===== DATA SECTION

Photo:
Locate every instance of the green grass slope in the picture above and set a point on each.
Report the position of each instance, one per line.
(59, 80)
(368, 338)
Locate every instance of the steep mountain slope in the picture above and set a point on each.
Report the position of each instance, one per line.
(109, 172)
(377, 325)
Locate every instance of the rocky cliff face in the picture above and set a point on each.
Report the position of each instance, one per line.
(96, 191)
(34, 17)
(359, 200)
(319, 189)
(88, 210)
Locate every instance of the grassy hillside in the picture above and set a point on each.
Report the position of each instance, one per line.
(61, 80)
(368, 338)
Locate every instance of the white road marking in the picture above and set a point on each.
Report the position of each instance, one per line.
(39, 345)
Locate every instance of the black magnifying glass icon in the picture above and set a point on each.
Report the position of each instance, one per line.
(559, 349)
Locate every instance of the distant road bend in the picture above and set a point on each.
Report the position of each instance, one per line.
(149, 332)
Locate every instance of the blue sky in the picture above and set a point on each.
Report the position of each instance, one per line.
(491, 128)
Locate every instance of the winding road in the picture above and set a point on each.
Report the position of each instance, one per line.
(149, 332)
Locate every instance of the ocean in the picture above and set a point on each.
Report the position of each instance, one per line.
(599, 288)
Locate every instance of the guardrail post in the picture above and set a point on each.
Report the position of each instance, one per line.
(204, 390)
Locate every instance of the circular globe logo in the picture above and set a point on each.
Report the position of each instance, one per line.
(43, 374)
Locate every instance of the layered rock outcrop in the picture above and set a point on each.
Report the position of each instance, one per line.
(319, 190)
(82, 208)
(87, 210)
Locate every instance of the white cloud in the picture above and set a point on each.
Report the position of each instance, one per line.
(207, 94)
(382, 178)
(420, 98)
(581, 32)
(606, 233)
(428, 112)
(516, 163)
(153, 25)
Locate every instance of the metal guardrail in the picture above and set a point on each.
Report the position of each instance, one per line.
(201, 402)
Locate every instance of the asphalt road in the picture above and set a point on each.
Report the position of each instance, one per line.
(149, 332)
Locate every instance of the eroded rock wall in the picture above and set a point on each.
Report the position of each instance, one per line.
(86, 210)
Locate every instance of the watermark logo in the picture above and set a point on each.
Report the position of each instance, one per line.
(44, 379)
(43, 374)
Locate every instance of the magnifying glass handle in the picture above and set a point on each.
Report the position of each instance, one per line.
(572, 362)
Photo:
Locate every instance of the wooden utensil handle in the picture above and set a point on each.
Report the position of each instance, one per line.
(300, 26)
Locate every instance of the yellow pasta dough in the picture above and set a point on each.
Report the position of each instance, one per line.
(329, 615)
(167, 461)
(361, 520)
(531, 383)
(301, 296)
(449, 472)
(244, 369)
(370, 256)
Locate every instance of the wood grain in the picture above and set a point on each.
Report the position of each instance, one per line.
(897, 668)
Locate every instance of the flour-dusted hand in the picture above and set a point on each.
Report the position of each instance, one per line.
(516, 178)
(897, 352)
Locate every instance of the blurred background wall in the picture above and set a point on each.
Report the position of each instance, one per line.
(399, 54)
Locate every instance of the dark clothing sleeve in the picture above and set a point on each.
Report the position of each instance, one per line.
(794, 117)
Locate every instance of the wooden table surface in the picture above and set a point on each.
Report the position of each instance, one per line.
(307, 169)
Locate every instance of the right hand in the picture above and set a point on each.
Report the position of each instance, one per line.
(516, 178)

==========

DIRECTION ▸
Repeat every line of the records above exactly.

TASK OUTPUT ▸
Photo:
Locate every instance of the green grass slope in the picture above and set a point on each.
Report the position of each instance, one per line.
(59, 80)
(368, 338)
Locate every instance of the steep mountain slope in the picture above and set a point on each.
Report the position of each instance, one per line.
(109, 172)
(377, 325)
Locate every instance of the rocky cliff face in the picture above and set a point on each.
Report the position of each instance, one per line.
(96, 191)
(34, 17)
(359, 200)
(319, 189)
(88, 210)
Locate every instance of the grassy hillside in the picture above and set a point on each.
Report the position of each instance, one per line.
(61, 80)
(368, 338)
Locate every instance of the white road marking in the picture above and set a point on each.
Report the position of each instance, one per line.
(39, 345)
Locate every instance of the black magnifying glass icon in the picture above and set a point on each.
Report the position of each instance, one per line.
(559, 349)
Locate every instance of the distant road bend in the picture above and set a point on each.
Report the position of each instance, one per line.
(149, 332)
Locate every instance of the blue sky in the picture above and set a point on each.
Report the position of each instance, one per line.
(491, 128)
Locate every instance of the winding road in the picture above and set a point on each.
Report the position of each instance, one per line.
(149, 332)
Locate every instance of the ocean in the picture above and set a point on each.
Report the position of each instance, one per line.
(599, 288)
Locate every instance of the guardrail post in the picture above and set a point on each.
Report the position of each instance, one per line.
(204, 390)
Locate every instance of the circular globe logo in the picture above and set a point on each.
Report the position of each instance, one per line.
(43, 374)
Locate every instance of the layered rock outcrop in the picture above and set a point on each.
Report the position of each instance, one per line.
(319, 190)
(82, 208)
(87, 210)
Locate every instance of the white cloud in the picture above and set a point on each.
Report the position of each instance, one per line.
(207, 94)
(382, 178)
(420, 98)
(581, 32)
(606, 233)
(428, 112)
(516, 163)
(153, 25)
Locate every instance of the metal guardrail in the picture above and set a point on each.
Report the position of each instance, one per line.
(201, 402)
Locate every instance of the asphalt road in the picture above and set a point on each.
Report the position of each instance, one per line.
(149, 332)
Locate every instance of the eroded rock wall in the picture above and set a point on each.
Report the position of each instance, one per line.
(86, 210)
Locate every instance of the watermark logo in the picture above and set a point on each.
Report the position of each instance, one per line.
(44, 379)
(43, 374)
Locate every instance of the magnifying glass handle in the picture above and set a point on each.
Report the position of each instance, one per line.
(572, 362)
Photo:
Locate every instance of the wooden utensil handle in the picture above and set a point on each.
Report the position of each instance, one per line.
(300, 26)
Locate every instance of the yellow pasta dough in the picture above and set a point on each.
Report the position of each instance, one per line.
(329, 615)
(167, 461)
(361, 520)
(531, 383)
(301, 296)
(449, 472)
(244, 369)
(370, 256)
Locate every instance of the wood grain in the picture above and set a point on each.
Report the position of each instance, one per line.
(897, 668)
Locate every instance of the flour-dusted hand in the picture above and set a point on each.
Report the position of each instance, one per line.
(516, 178)
(897, 352)
Locate every instance of the blurred background wall in the picture above and set a point on each.
Report the position of each instance, one per line.
(399, 54)
Locate every instance of the dark clothing sleeve in the picture above and set a point on each.
Report the position of each instance, one per line.
(794, 117)
Locate every instance of the wooden table surface in the picture above and set a point on each.
Report the position of each instance, one per line.
(307, 169)
Locate every instance of the right hand in the picture above and set a point on each.
Report the position of each instance, one per line.
(516, 178)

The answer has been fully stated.